## TO DO
Copy the lines below exactly as they appear, leaving out the pictures.

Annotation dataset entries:
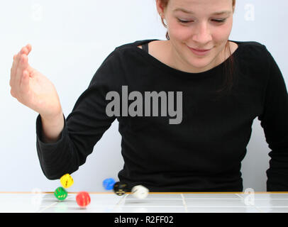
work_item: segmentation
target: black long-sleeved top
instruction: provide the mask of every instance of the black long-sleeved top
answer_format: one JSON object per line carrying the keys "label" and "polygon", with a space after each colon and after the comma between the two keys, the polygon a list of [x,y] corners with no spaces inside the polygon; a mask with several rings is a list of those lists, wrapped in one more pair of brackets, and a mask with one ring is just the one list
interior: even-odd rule
{"label": "black long-sleeved top", "polygon": [[[152,40],[125,44],[109,55],[72,113],[64,116],[65,128],[56,143],[41,141],[38,115],[37,151],[44,175],[56,179],[77,170],[117,118],[125,162],[118,177],[130,189],[143,184],[151,192],[241,192],[241,161],[257,118],[271,149],[267,190],[288,191],[287,91],[266,47],[233,41],[238,45],[232,55],[235,79],[230,92],[218,96],[228,60],[206,72],[185,72],[137,47]],[[140,92],[143,99],[145,92],[174,92],[175,97],[182,92],[181,123],[170,123],[172,118],[160,114],[160,108],[155,116],[145,116],[144,111],[143,116],[130,112],[109,116],[106,108],[111,100],[106,95],[117,92],[123,98],[123,86],[129,94]]]}

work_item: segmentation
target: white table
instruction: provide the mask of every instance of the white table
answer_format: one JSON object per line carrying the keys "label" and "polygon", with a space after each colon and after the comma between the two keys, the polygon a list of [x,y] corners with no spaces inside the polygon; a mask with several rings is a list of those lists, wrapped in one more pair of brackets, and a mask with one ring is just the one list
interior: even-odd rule
{"label": "white table", "polygon": [[144,199],[131,194],[89,192],[85,209],[76,202],[77,192],[64,201],[53,192],[0,192],[0,213],[287,213],[288,193],[150,192]]}

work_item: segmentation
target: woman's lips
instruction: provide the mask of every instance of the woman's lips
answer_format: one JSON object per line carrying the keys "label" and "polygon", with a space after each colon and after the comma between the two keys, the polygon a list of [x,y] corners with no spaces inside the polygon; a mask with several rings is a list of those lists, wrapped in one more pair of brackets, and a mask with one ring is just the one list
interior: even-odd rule
{"label": "woman's lips", "polygon": [[188,47],[190,50],[195,55],[200,55],[200,56],[203,56],[203,55],[206,55],[207,53],[209,53],[210,52],[211,50],[212,50],[212,48],[211,49],[194,49],[194,48],[192,48]]}

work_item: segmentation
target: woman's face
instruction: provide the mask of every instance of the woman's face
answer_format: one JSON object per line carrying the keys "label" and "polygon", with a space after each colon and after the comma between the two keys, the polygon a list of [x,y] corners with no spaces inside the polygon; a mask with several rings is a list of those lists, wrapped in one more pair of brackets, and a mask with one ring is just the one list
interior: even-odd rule
{"label": "woman's face", "polygon": [[157,6],[166,21],[172,60],[178,67],[199,72],[224,60],[233,24],[232,0],[170,0],[164,9],[157,1]]}

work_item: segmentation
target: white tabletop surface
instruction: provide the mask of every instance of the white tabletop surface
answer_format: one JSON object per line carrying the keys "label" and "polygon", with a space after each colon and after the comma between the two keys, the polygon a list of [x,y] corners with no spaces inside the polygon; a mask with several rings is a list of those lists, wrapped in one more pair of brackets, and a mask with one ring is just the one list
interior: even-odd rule
{"label": "white tabletop surface", "polygon": [[144,199],[131,194],[89,192],[86,208],[77,192],[64,201],[52,192],[0,192],[1,213],[287,213],[288,193],[150,193]]}

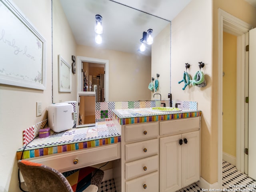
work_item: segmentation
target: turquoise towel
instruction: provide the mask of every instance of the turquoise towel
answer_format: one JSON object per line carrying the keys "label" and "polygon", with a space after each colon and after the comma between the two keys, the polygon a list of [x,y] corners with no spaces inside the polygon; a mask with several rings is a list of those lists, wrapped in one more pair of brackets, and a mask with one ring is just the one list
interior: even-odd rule
{"label": "turquoise towel", "polygon": [[150,91],[152,91],[154,90],[154,85],[153,85],[153,83],[149,83],[149,85],[148,85],[148,88]]}
{"label": "turquoise towel", "polygon": [[158,84],[159,82],[158,80],[157,79],[156,80],[156,82],[155,82],[155,90],[156,92],[156,90],[157,90],[158,88]]}

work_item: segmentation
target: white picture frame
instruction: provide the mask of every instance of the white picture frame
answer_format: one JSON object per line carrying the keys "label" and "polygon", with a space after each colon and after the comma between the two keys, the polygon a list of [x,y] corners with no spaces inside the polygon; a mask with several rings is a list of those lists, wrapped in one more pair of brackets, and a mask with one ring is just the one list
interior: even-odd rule
{"label": "white picture frame", "polygon": [[8,0],[0,18],[0,84],[46,90],[46,40]]}
{"label": "white picture frame", "polygon": [[58,55],[59,92],[71,92],[71,66]]}

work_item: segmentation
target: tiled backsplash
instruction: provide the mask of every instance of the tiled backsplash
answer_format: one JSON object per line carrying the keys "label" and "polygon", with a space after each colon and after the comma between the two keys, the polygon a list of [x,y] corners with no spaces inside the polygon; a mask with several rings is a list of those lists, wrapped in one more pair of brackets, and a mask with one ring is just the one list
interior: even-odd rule
{"label": "tiled backsplash", "polygon": [[[184,109],[197,110],[197,102],[186,101],[172,101],[172,106],[175,104],[180,104],[178,107]],[[170,100],[164,100],[140,101],[110,102],[97,102],[95,106],[95,118],[104,120],[107,118],[112,118],[112,110],[121,109],[134,109],[138,108],[150,108],[163,106],[170,106]]]}
{"label": "tiled backsplash", "polygon": [[[179,108],[183,109],[190,109],[197,110],[197,102],[193,101],[186,101],[173,100],[172,106],[175,104],[180,104],[178,106]],[[165,103],[166,106],[170,106],[170,100],[152,100],[125,102],[100,102],[95,104],[95,119],[96,122],[104,121],[106,119],[112,118],[114,109],[133,109],[138,108],[150,108],[154,107],[163,106]],[[74,102],[73,107],[74,111],[76,111],[75,106],[77,104]],[[76,114],[76,112],[75,114]],[[76,119],[75,117],[75,120]],[[23,146],[26,145],[38,134],[39,130],[45,127],[47,125],[47,119],[40,122],[35,125],[32,126],[23,130]],[[75,123],[75,121],[74,124]]]}

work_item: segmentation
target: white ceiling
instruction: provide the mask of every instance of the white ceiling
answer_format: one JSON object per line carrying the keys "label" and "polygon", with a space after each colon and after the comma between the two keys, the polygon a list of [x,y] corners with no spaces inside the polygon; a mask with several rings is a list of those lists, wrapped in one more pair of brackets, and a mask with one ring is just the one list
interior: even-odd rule
{"label": "white ceiling", "polygon": [[[150,55],[150,46],[143,53],[138,51],[143,32],[152,28],[156,36],[192,0],[60,0],[78,44]],[[256,0],[245,0],[256,7]],[[94,42],[96,14],[103,18],[100,45]]]}
{"label": "white ceiling", "polygon": [[256,7],[256,0],[244,0],[254,7]]}
{"label": "white ceiling", "polygon": [[[143,53],[138,52],[143,31],[152,28],[156,36],[191,0],[60,0],[78,44],[144,55],[151,55],[151,48],[148,46]],[[96,14],[103,18],[100,45],[94,42]]]}
{"label": "white ceiling", "polygon": [[114,1],[171,21],[191,0],[114,0]]}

## TASK RESULT
work_item: segmentation
target: black long-sleeved top
instruction: provide the mask of every instance of the black long-sleeved top
answer_format: one JSON object per line carrying the keys "label" and "polygon", with a space after each colon and after the comma between the two keys, the polygon a list of [x,y] corners with no spaces inside the polygon; a mask with several rings is a list of those lists, wrapped in one more pair of brackets, and a mask with one ring is just the one list
interior: even-odd rule
{"label": "black long-sleeved top", "polygon": [[[152,40],[125,44],[109,55],[72,113],[64,116],[65,128],[56,143],[41,141],[38,115],[37,151],[44,175],[56,179],[77,170],[117,118],[125,162],[118,177],[130,189],[143,184],[151,192],[241,192],[241,161],[257,118],[271,149],[267,190],[288,191],[287,91],[266,47],[233,41],[238,45],[232,55],[235,79],[230,92],[218,96],[228,60],[206,72],[185,72],[137,47]],[[140,92],[143,99],[145,92],[174,92],[175,97],[182,92],[181,123],[170,123],[172,118],[160,114],[160,108],[155,116],[145,116],[144,111],[143,116],[130,112],[109,116],[106,108],[111,100],[106,95],[117,92],[123,98],[123,86],[129,94]]]}

work_item: segmentation
target: white table
instruction: provide the mask of every instance of the white table
answer_format: one JSON object per line carrying the keys "label" and "polygon", with a space after each colon and after the comma between the two keys, the polygon a list of [x,y] corners with no spaces inside the polygon; a mask with several rings is a list of those lists, wrapped in one more pair of brackets, and a mask with one ring is just the one list
interior: even-odd rule
{"label": "white table", "polygon": [[144,199],[131,194],[89,192],[85,209],[76,202],[77,192],[64,201],[53,192],[0,192],[0,213],[287,213],[288,193],[150,192]]}

work_item: segmentation
target: woman's lips
instruction: provide the mask of every instance of the woman's lips
answer_format: one JSON object per line carrying the keys "label" and "polygon", with a space after each colon and after the comma between the two keys, the polygon a list of [x,y] corners with no spaces inside the polygon; a mask with several rings is a list of those lists, wrapped in one more pair of brackets, and a mask with one ring is just the one list
interior: even-odd rule
{"label": "woman's lips", "polygon": [[188,47],[190,50],[195,55],[200,55],[200,56],[203,56],[203,55],[206,55],[207,53],[209,53],[210,52],[211,50],[212,50],[212,48],[211,49],[194,49],[194,48],[192,48]]}

work_item: segmentation
target: woman's face
instruction: provide the mask of every instance of the woman's face
answer_format: one JSON object per line carrying the keys "label" and "polygon", with a space after each colon and after the comma between the two keys, the polygon a list of [x,y] corners with no spaces inside the polygon; a mask with several rings is a list of those lists, wrapped in one more pair of brackets, and a mask with one ring is just the one list
interior: even-odd rule
{"label": "woman's face", "polygon": [[157,6],[166,21],[172,60],[178,67],[199,72],[224,60],[233,24],[232,0],[170,0],[164,9],[157,1]]}

work_item: segmentation
target: white tabletop surface
instruction: provide the mask of every instance of the white tabletop surface
answer_format: one JSON object per line carrying the keys "label" and "polygon", with a space after each colon and after the comma between the two keys, the polygon a list of [x,y] corners with no spaces inside the polygon; a mask with several rings is a list of those lists, wrapped in one more pair of brackets, and a mask with one ring is just the one list
interior: even-odd rule
{"label": "white tabletop surface", "polygon": [[144,199],[131,194],[89,192],[86,208],[77,192],[64,201],[52,192],[0,192],[1,213],[287,213],[288,193],[150,193]]}

work_item: segmentation
target: turquoise towel
instruction: provide the mask of every instance of the turquoise towel
answer_format: one JSON object per line carrying the keys "label" and "polygon", with a space after each colon and after the comma between the two keys, the polygon a list of [x,y] corners with no spaces inside the polygon; a mask with several rings is a list of those lists, wrapped in one more pair of brackets, and a mask with one ring is just the one list
interior: even-odd rule
{"label": "turquoise towel", "polygon": [[150,91],[152,91],[154,90],[154,85],[153,85],[153,83],[149,83],[149,85],[148,85],[148,88]]}
{"label": "turquoise towel", "polygon": [[158,84],[159,82],[158,80],[157,79],[156,80],[156,82],[155,82],[155,90],[156,92],[156,90],[157,90],[158,88]]}

work_item: segmentation
target: white picture frame
instruction: provide the mask of every instance of the white picture frame
answer_format: one JSON object per line carrying the keys "label" and "polygon", with a space after each colon and after the comma between the two keys, the polygon a list of [x,y] corners with no spaces inside the polygon; a mask with several rings is a list of those lists, wrapped in one more pair of brackets, and a mask with one ring is just the one list
interior: even-odd rule
{"label": "white picture frame", "polygon": [[8,0],[0,18],[0,84],[46,90],[46,40]]}
{"label": "white picture frame", "polygon": [[58,55],[59,92],[71,92],[71,66]]}

work_item: segmentation
target: tiled backsplash
instruction: provide the mask of every instance of the tiled backsplash
answer_format: one JSON object per line carrying the keys "label" and "polygon", with a space after each colon and after the comma between the two keys, the polygon a list of [x,y] corners with no spaces inside the polygon; a mask with several rings is a list of those lists, wrapped in one more pair of brackets, and a mask with one ring is just the one list
interior: even-odd rule
{"label": "tiled backsplash", "polygon": [[[184,109],[197,110],[197,102],[186,101],[172,101],[172,106],[175,104],[180,104],[178,107]],[[170,100],[164,100],[140,101],[110,102],[97,102],[95,106],[95,118],[104,120],[107,118],[112,118],[112,110],[121,109],[134,109],[138,108],[150,108],[163,106],[170,106]]]}
{"label": "tiled backsplash", "polygon": [[[179,108],[183,109],[190,109],[197,110],[197,102],[193,101],[186,101],[173,100],[172,106],[175,104],[180,104],[178,106]],[[165,103],[166,106],[170,106],[170,100],[152,100],[125,102],[100,102],[95,104],[95,119],[96,122],[104,121],[106,119],[112,118],[114,109],[133,109],[138,108],[150,108],[154,107],[163,106]],[[74,102],[73,107],[74,111],[76,111],[75,106],[77,104]],[[76,114],[76,112],[75,114]],[[76,119],[75,117],[75,120]],[[23,146],[26,145],[38,134],[39,130],[45,127],[47,125],[47,119],[40,122],[35,125],[32,126],[23,130]],[[75,123],[75,121],[74,124]]]}

work_item: segmentation
target: white ceiling
instruction: provide the mask of every instance of the white ceiling
answer_format: one JSON object per line carrying the keys "label" and "polygon", with a space after each colon and after the comma between the two keys, the polygon a list of [x,y] corners with no spaces inside the polygon; a mask with several rings is a list of those lists, wrapped in one more pair of brackets, and a mask with one ring is just the one list
interior: even-odd rule
{"label": "white ceiling", "polygon": [[[150,55],[150,46],[143,53],[138,51],[143,32],[152,28],[156,36],[192,0],[60,0],[78,44]],[[256,0],[245,0],[256,7]],[[94,42],[96,14],[103,18],[100,45]]]}
{"label": "white ceiling", "polygon": [[256,7],[256,0],[244,0],[254,7]]}
{"label": "white ceiling", "polygon": [[[143,53],[138,52],[143,31],[152,28],[156,36],[191,0],[60,0],[78,44],[144,55],[151,55],[151,48],[148,46]],[[96,14],[103,18],[100,45],[94,42]]]}
{"label": "white ceiling", "polygon": [[114,1],[171,21],[191,0],[114,0]]}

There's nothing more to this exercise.